TASK DETAILS: Pick out every line of the material that contains the word "rusted", treating uppercase and lowercase as different, and copy each of those lines.

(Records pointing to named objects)
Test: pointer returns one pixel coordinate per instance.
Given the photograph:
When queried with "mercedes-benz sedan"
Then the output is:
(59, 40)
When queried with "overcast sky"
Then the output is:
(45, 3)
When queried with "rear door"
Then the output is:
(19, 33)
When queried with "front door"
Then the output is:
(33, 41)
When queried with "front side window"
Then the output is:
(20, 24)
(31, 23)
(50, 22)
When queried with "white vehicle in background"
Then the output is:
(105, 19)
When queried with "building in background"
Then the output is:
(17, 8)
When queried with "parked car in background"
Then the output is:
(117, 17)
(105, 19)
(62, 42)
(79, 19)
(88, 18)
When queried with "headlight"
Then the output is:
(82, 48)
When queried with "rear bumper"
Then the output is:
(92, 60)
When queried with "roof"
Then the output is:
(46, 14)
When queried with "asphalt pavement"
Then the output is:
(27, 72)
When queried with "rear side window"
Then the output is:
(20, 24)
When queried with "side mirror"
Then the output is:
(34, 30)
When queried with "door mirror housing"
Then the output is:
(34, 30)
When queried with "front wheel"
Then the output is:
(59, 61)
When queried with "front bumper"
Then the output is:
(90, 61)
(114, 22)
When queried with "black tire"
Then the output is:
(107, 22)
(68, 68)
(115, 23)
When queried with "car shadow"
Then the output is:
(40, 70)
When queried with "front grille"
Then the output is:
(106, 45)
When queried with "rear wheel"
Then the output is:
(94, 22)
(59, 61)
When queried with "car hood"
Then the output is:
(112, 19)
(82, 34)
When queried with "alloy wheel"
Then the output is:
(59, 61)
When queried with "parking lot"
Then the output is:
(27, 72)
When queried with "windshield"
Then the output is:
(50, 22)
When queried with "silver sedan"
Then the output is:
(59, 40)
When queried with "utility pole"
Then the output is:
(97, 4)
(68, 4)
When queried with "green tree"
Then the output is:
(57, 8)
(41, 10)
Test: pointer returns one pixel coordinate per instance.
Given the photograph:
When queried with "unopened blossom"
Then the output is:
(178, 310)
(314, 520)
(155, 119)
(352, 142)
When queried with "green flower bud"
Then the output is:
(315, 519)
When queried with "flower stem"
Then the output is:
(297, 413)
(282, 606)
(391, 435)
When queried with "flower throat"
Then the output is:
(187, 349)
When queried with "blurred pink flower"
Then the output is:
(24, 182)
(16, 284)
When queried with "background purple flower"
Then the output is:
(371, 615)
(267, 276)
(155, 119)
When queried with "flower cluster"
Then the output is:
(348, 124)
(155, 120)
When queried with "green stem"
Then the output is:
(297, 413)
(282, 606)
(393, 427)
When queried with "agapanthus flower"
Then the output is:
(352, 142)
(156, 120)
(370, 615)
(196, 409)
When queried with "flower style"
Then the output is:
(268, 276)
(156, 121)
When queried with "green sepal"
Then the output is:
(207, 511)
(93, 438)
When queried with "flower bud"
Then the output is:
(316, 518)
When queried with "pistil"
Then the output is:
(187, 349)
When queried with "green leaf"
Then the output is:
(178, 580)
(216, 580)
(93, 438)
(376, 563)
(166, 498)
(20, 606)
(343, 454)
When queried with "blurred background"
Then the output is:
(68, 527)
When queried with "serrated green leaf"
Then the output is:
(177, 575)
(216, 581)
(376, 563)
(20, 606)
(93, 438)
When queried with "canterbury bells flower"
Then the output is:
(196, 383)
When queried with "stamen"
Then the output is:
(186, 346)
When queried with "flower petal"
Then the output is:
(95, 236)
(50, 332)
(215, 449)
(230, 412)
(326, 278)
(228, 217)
==
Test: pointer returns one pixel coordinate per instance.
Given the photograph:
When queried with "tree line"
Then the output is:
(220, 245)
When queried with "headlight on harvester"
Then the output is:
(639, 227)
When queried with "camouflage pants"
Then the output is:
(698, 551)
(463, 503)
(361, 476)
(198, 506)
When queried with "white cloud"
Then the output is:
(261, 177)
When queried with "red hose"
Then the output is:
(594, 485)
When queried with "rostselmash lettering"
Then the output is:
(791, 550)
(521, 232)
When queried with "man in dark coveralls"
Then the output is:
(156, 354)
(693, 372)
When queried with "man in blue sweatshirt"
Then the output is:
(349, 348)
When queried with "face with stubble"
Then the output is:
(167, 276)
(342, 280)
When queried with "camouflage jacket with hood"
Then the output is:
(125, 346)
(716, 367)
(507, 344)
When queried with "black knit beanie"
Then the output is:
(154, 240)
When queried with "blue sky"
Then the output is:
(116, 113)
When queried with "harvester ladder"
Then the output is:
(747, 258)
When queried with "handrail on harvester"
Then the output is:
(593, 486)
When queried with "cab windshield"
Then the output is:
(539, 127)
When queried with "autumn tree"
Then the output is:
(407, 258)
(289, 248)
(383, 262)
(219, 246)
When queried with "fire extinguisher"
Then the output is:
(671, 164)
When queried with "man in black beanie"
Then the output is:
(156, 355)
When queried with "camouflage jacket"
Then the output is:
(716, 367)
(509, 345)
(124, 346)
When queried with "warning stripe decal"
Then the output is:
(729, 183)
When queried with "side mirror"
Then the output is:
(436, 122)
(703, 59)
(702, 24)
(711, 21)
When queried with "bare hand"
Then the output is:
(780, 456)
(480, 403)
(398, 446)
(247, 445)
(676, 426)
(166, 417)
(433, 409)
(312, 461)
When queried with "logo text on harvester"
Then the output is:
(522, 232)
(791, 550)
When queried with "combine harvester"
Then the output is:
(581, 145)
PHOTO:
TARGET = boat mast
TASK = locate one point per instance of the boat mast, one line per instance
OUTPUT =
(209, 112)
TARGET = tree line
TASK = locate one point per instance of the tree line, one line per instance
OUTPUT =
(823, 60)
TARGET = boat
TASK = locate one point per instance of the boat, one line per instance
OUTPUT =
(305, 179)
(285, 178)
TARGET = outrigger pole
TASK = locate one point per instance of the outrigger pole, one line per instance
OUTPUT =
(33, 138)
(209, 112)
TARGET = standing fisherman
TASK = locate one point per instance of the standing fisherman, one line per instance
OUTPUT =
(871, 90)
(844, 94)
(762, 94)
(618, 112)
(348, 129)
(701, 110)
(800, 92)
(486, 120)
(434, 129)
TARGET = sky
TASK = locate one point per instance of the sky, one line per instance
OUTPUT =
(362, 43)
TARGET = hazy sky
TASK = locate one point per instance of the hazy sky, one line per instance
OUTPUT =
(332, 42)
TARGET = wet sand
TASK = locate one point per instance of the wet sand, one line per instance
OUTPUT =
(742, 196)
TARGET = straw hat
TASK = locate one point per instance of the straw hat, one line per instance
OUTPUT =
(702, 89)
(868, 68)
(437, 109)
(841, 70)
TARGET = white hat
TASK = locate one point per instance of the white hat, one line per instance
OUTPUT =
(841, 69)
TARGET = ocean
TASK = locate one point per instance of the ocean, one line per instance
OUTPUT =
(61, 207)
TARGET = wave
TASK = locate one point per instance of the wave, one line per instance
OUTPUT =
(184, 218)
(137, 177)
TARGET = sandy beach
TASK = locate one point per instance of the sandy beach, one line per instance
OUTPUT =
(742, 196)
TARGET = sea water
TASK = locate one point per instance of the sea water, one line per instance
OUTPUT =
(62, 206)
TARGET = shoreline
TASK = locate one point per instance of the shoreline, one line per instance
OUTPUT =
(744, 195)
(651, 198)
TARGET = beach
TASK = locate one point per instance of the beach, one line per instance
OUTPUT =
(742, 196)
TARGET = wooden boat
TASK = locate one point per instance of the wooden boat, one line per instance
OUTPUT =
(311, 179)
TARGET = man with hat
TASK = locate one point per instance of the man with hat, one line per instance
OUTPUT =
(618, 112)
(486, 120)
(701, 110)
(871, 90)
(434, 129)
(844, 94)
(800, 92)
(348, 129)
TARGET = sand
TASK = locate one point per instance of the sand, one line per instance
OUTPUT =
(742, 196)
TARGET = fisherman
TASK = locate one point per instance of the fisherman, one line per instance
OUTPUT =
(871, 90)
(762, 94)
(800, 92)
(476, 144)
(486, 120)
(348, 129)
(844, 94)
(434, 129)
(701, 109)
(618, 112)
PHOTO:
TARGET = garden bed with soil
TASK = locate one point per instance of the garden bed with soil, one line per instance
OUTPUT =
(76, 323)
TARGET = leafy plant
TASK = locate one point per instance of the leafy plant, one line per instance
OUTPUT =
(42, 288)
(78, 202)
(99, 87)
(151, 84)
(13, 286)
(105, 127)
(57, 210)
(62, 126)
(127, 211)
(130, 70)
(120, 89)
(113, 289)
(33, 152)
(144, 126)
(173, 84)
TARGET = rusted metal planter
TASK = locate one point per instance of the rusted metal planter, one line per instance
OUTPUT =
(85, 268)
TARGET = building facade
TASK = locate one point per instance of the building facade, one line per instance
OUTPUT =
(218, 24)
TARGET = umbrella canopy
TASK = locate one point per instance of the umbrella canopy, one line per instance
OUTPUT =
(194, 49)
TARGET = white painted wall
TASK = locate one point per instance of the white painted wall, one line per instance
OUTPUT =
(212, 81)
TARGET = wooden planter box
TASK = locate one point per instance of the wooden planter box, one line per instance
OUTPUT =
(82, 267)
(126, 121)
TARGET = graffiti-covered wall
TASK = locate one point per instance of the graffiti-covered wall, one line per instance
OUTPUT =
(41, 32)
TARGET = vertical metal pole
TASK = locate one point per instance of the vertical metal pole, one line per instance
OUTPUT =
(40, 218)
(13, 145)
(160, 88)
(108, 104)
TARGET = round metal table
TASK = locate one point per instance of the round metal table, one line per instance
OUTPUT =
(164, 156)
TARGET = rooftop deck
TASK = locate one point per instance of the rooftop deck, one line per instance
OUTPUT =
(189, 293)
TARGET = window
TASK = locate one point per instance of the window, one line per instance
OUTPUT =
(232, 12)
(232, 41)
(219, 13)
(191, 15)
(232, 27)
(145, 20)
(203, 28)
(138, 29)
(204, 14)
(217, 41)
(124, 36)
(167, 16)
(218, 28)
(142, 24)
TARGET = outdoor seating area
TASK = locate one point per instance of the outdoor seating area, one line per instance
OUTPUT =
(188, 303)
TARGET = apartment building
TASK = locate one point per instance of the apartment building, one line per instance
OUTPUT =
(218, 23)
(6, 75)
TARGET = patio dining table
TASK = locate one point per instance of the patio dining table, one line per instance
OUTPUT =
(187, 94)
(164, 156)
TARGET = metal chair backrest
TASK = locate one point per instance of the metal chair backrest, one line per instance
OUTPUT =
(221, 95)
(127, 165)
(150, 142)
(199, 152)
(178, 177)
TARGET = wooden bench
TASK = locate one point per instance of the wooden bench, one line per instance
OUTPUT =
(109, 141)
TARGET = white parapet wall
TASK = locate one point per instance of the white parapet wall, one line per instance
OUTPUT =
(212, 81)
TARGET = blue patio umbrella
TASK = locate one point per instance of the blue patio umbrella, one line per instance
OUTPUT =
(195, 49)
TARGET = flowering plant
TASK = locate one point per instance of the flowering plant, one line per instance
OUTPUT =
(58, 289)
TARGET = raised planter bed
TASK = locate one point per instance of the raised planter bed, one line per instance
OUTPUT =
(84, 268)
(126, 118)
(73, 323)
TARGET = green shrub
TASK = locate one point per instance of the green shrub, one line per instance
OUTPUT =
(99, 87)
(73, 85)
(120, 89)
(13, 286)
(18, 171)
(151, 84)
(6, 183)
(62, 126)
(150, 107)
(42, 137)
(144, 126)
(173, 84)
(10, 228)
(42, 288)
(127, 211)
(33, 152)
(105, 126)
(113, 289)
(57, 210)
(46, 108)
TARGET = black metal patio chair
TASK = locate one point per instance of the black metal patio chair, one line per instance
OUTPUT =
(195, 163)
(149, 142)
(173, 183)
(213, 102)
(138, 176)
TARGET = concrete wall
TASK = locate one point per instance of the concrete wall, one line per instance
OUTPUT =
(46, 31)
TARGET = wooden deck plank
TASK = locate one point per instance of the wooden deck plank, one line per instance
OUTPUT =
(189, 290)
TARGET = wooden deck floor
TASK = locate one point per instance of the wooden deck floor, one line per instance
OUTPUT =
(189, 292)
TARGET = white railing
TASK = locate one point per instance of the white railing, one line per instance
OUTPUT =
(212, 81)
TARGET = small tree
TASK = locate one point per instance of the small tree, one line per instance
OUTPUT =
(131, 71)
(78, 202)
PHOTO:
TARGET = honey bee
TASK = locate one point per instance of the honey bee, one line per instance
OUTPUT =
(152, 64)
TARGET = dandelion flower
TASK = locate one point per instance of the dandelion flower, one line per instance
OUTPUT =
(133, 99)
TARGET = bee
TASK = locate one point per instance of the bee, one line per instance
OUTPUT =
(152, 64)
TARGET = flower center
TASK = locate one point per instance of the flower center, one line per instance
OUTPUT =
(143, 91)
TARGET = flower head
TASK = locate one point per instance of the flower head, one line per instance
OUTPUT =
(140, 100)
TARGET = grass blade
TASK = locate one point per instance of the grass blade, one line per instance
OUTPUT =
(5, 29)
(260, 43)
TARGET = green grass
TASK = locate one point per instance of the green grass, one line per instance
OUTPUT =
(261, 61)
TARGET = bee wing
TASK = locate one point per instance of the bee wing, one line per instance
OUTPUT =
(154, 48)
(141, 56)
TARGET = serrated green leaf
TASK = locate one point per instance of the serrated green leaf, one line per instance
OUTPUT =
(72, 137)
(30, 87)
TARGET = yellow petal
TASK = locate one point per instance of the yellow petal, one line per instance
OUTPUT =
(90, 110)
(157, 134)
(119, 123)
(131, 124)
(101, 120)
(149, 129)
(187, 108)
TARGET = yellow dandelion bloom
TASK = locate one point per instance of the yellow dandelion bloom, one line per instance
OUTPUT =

EXPECTED OUTPUT:
TARGET = rusted metal planter
TASK = locate one point per instance of the rusted metal planter, one line per instance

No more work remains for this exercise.